Continue the travel post about the overnight train to Budapest, starting right after its last sentence.

▶ **TEXT EXCERPT**
---

The Széchenyi Baths…relaxation heaven

I had a few different options on where to go after Ljubljana. Once you get down to this area of Europe the train links aren’t nearly as direct or fast, so you either have to stop at more cities or endure long slow train rides. So I could have either gone to Zagreb, then Budapest, or even Zagreb then Belgrade then Budapest. But the season isn’t right for Croatia at this time of year, and I didn’t want to get shot in Belgrade, so I decided to just head straight to Budapest. And now there is two options, take the 7am train (which has parts running by bus at the moment due to sludge) or catch the 2am train. I opted for the 2am train. I was lucky that the hostel let me stay there chilling out in the common room for as long as I wanted. It was around 1am and I left for the train station. The place was a ghost train and I had the feeling that this train was a joke and wasn’t really arriving. But it did, right on time.

I knew this train ride was going to be shit, and I was right. It wasn’t crowded at all, so I was the only person in a bank of four seats. The problem with the journey though is that it goes via Zagreb, and Croatia not being an EU country, there is passport control. And as you can imagine Croatian passport officers mean serious business. Burly dudes that look pretty damn serious about everything. They even pull down the false ceilings in the carriages to check for anyone hiding. So all up in the journey I had my passport checked twice (and stamped!) and my ticket multiple times. This means a night of no sleep. On the plus side I saved money on accommodation. Eventually the train rolled in to Budapest at about 11am, I stumbled out and found the station exit. I followed the directions I had written down the night before and walked to the hostel. Walking in to the hostel someone shouts ‘Dave!’ from behind a curtained window. I have no clue who this person is as I cant see them let alone, like, who the hell knows me in Budapest? Turns out it was a chick who stayed at the same hostel in Bled. Complete coinkidink. So I checked in and they stuffed up somehow and had overbooked the place, so I got the single room for the same price for four of the nights. Sweet.

---

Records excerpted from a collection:
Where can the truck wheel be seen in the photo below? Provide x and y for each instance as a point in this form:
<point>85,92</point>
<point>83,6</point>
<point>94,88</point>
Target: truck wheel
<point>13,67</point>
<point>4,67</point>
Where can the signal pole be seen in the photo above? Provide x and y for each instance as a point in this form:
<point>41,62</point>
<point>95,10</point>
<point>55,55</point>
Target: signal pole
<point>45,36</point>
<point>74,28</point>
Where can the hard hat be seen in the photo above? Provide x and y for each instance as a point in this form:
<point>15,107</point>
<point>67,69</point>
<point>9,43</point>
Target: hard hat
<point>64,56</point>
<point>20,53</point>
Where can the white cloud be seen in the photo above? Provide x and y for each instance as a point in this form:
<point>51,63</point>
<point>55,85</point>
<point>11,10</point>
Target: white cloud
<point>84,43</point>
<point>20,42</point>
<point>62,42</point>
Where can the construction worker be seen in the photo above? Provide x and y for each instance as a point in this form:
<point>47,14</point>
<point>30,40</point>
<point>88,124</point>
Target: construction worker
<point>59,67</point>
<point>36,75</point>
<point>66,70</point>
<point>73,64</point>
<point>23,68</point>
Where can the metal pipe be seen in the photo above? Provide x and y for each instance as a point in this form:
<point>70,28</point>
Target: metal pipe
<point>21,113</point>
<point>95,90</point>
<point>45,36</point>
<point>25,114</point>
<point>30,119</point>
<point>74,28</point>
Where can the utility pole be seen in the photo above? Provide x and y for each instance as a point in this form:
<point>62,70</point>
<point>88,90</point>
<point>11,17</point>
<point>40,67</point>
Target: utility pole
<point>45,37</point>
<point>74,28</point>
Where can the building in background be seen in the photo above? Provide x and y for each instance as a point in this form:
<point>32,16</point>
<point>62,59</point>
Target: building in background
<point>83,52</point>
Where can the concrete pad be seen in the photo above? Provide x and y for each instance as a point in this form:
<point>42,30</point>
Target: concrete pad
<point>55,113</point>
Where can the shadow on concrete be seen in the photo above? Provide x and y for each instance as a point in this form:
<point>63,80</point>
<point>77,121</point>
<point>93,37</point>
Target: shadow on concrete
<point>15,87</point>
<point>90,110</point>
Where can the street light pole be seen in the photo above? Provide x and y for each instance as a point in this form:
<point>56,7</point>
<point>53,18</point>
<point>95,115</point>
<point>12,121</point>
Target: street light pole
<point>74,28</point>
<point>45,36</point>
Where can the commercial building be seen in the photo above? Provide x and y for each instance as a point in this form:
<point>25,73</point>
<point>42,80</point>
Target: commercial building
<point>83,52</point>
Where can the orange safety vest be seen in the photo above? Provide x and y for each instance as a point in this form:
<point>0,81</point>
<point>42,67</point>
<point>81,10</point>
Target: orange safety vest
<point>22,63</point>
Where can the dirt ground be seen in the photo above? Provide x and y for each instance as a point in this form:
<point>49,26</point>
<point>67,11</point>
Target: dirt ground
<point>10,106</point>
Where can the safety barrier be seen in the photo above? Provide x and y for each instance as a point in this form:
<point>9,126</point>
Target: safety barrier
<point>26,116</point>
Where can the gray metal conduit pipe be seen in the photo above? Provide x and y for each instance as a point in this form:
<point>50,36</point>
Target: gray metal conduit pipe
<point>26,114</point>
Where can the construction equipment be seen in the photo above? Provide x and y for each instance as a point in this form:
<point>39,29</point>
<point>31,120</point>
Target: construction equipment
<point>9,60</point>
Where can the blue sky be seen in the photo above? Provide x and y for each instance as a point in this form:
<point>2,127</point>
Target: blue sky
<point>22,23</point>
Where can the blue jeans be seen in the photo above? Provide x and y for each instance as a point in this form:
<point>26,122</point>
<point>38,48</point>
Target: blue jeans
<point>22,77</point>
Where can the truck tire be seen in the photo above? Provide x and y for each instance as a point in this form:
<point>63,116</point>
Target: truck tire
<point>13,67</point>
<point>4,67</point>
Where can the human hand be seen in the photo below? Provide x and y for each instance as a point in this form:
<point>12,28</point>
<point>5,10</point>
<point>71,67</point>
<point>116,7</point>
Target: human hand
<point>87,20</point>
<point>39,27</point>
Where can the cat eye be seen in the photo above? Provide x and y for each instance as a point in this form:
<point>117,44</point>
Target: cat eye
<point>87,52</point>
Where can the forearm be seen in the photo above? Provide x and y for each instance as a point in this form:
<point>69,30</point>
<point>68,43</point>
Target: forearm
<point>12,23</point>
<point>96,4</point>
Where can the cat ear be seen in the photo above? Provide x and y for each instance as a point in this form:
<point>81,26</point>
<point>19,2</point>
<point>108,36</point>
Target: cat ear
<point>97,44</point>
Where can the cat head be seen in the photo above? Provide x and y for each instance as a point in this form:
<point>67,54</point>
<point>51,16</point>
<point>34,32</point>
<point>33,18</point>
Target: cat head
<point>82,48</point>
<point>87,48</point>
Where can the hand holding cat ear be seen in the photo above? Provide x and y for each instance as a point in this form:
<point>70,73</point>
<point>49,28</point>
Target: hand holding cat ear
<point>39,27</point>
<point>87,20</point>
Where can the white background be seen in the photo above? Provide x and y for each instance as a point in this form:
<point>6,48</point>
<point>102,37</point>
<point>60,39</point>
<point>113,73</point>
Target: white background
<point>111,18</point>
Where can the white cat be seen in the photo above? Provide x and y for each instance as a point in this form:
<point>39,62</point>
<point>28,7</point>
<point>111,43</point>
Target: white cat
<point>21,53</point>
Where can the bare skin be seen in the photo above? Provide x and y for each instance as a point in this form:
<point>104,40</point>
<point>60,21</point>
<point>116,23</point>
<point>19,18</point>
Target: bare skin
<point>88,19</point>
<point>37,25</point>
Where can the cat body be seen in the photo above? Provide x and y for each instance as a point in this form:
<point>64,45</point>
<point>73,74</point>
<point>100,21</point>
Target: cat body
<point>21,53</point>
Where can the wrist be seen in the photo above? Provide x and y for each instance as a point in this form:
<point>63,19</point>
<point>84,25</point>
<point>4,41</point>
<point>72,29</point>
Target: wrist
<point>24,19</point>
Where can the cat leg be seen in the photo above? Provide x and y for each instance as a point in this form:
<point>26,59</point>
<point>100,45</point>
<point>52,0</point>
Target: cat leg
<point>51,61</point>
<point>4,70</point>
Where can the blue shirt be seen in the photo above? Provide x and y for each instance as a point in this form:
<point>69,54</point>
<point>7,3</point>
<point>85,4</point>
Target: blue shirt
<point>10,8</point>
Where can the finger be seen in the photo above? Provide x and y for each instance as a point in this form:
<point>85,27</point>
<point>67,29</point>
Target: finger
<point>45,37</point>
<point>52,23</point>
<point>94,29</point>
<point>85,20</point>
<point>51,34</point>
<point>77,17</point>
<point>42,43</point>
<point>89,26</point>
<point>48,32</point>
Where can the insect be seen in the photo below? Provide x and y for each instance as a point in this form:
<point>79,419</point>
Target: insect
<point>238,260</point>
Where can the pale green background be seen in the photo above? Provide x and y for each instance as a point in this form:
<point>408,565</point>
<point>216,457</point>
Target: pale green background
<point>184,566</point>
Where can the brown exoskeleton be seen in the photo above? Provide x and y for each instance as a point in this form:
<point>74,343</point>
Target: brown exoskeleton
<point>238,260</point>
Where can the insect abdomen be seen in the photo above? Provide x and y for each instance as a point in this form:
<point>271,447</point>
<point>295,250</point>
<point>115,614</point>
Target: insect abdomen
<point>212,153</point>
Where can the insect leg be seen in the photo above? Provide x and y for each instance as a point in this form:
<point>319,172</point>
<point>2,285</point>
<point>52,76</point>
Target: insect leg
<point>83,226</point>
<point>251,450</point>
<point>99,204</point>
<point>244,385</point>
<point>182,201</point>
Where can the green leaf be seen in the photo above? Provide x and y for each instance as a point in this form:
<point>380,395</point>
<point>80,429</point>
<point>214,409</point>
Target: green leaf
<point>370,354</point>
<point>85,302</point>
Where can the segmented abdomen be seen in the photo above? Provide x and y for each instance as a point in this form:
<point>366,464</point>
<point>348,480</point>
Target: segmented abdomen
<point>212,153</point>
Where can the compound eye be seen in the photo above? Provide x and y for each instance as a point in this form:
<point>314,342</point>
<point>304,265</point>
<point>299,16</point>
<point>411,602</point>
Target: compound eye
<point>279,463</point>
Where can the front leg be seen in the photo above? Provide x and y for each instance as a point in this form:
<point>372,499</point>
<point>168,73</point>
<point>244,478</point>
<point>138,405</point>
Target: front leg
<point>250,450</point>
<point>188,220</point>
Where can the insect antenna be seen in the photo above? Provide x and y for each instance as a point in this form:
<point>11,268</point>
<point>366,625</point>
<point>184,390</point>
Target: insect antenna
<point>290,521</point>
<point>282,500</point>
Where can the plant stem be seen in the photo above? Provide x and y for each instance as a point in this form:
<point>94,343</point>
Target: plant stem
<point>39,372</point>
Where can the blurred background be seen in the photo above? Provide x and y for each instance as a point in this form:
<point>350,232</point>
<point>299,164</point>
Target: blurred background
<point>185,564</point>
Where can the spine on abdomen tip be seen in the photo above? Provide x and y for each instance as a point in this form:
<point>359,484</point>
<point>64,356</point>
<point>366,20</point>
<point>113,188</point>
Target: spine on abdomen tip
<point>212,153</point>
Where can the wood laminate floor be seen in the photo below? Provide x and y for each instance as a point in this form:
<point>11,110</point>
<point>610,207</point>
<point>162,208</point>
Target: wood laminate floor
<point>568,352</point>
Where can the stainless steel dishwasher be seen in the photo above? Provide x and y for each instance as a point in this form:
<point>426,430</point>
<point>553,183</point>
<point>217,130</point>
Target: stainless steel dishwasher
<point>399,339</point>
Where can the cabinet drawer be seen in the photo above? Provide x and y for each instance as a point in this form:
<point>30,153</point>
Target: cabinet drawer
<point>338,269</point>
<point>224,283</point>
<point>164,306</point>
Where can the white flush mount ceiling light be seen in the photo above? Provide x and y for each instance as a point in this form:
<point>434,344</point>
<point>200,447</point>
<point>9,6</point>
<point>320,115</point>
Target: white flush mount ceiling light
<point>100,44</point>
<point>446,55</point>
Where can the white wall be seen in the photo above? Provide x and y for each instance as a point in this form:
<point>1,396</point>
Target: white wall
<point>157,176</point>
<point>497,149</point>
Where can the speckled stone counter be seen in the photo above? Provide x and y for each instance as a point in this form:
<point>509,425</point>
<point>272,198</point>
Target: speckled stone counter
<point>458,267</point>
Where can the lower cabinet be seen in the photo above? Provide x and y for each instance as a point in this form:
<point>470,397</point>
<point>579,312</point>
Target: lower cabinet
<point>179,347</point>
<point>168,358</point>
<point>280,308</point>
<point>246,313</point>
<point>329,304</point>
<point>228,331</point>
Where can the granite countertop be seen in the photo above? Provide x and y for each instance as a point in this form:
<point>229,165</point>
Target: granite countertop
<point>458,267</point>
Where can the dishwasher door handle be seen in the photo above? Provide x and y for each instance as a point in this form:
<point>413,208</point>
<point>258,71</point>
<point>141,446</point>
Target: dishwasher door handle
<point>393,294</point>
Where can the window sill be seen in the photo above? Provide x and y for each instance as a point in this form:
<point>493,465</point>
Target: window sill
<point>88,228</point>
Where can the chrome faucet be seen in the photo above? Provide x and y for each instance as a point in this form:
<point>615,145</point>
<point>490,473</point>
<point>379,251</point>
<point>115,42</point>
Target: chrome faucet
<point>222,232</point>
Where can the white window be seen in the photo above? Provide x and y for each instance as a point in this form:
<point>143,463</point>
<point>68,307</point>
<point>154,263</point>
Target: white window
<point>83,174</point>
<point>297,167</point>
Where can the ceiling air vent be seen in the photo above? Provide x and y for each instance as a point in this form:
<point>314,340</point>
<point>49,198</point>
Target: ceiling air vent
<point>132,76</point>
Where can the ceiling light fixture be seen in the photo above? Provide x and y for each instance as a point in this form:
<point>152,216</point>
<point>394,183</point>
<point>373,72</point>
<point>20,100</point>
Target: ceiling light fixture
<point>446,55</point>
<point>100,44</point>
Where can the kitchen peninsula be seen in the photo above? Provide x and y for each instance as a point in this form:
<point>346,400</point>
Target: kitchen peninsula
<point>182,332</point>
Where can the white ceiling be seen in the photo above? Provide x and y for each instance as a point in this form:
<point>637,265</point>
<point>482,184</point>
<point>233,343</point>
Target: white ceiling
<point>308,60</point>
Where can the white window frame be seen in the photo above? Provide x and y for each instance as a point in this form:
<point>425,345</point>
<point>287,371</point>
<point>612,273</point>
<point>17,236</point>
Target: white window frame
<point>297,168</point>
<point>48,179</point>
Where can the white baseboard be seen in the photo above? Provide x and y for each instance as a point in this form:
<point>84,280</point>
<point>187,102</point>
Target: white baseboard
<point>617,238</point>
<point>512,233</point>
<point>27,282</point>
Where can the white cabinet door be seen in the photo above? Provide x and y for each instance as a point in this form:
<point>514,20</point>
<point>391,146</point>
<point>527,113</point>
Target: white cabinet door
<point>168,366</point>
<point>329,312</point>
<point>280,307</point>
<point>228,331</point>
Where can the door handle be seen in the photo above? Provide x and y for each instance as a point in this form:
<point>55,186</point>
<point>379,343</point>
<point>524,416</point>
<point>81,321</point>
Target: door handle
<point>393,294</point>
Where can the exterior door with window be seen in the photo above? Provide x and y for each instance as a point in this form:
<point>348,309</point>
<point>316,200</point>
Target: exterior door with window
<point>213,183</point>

---

▶ **REPLY TO THE EXERCISE**
I ended up staying in Budapest for seven days, initially having only booked four. I just kept extending it because, well, why not. The place is super cheap and theres enough stuff to do, and even just wandering the streets its a great city. For two of the days I just went to the baths, specifically the Széchenyi Baths, which are the largest in the city, and one of the largest in all of Europe. The payment system is mind boggling, there is about 4023 different combinations of what you can pay for. Both times I end up just paying the all inclusive ticket because I have no idea. Then there is the change rooms and lockers etc which go back to old school soviet times so they are also confusing as hell. The baths are wicked though. There are a few different ones indoors, but the smell of sulphur is too overpowering, so I hit the outside ones. There is three large pools, the two outer ones are at 38 degrees, and the middle pool is a lap pool at 24 degrees. Ordinarily a 24 degree pool would be normal, but after being in 38 degrees it feels like ice. Its all extremely relaxing though, hence why I stayed all day, twice. You just sit in the pool for a while, go to the ‘fun’ pool and go round the whirl pool thingo, then just sit on the side and read a book. And although there are many fine looking ladies roaming around Budapest, they seem to not frequent the baths. Ive never seen so many old fat people in clearly inappropriate swimwear.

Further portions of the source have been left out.